Segment Start: Input

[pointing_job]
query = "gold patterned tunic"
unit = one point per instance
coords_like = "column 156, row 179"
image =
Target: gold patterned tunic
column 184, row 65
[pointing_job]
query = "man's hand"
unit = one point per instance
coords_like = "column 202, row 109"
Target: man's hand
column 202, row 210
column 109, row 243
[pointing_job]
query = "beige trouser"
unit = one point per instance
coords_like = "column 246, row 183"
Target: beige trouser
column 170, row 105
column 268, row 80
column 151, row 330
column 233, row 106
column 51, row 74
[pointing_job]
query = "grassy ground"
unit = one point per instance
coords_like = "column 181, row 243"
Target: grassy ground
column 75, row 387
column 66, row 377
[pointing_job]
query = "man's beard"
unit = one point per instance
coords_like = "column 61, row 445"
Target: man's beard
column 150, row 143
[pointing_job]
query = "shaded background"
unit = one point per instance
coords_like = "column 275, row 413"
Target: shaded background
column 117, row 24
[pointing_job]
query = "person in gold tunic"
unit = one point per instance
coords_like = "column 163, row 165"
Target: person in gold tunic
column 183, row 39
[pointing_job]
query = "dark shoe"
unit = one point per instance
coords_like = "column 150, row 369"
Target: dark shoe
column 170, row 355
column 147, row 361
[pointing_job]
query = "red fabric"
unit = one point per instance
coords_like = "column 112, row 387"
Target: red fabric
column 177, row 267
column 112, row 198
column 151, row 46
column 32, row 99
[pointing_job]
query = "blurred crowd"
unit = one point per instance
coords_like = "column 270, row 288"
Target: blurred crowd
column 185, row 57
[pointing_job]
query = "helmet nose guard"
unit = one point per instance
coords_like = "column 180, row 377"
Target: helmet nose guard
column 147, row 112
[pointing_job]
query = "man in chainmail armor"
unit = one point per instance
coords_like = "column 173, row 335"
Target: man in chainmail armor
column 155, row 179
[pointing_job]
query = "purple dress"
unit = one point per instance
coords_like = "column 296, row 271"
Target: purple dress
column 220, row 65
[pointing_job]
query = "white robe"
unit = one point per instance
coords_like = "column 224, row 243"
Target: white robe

Segment End: Input

> Your objective
Please reproduce each record precisely as written.

> Answer section
[pointing_job]
query = "gold patterned tunic"
unit = one point per instance
coords_like = "column 156, row 179"
image =
Target: gold patterned tunic
column 184, row 65
[pointing_job]
query = "man's hand"
unit = one point per instance
coords_like = "column 202, row 109"
Target: man's hand
column 202, row 210
column 109, row 243
[pointing_job]
query = "beige trouser"
unit = one point per instance
coords_like = "column 246, row 183"
Target: beige trouser
column 170, row 105
column 268, row 80
column 151, row 330
column 233, row 106
column 51, row 74
[pointing_job]
query = "grassy ground"
unit = one point per instance
coords_like = "column 181, row 243"
Target: grassy ground
column 75, row 387
column 66, row 377
[pointing_job]
query = "man's beard"
unit = one point per instance
coords_like = "column 61, row 445"
Target: man's beard
column 150, row 143
[pointing_job]
query = "shaded background"
unit = one point per instance
coords_like = "column 275, row 413"
Target: shaded background
column 117, row 24
[pointing_job]
query = "person in gold tunic"
unit = one point per instance
coords_like = "column 163, row 165"
Target: person in gold tunic
column 183, row 39
[pointing_job]
query = "dark shoe"
unit = one point per instance
coords_like = "column 150, row 369"
Target: dark shoe
column 170, row 355
column 147, row 361
[pointing_job]
query = "red fabric"
unit = one point per instance
coords_like = "column 112, row 387"
Target: red fabric
column 177, row 267
column 112, row 198
column 151, row 46
column 32, row 99
[pointing_job]
query = "blurred crowd"
unit = one point per instance
coords_like = "column 270, row 288"
Target: blurred crowd
column 185, row 57
[pointing_job]
query = "helmet nose guard"
unit = one point per instance
coords_like = "column 180, row 377"
Target: helmet nose guard
column 147, row 112
[pointing_job]
query = "man in chainmail armor"
unit = one point per instance
coords_like = "column 173, row 335"
Target: man in chainmail armor
column 155, row 179
[pointing_job]
query = "purple dress"
unit = one point per instance
coords_like = "column 296, row 271"
Target: purple dress
column 220, row 65
[pointing_job]
query = "white robe"
unit = one point per instance
coords_like = "column 224, row 243"
Target: white robe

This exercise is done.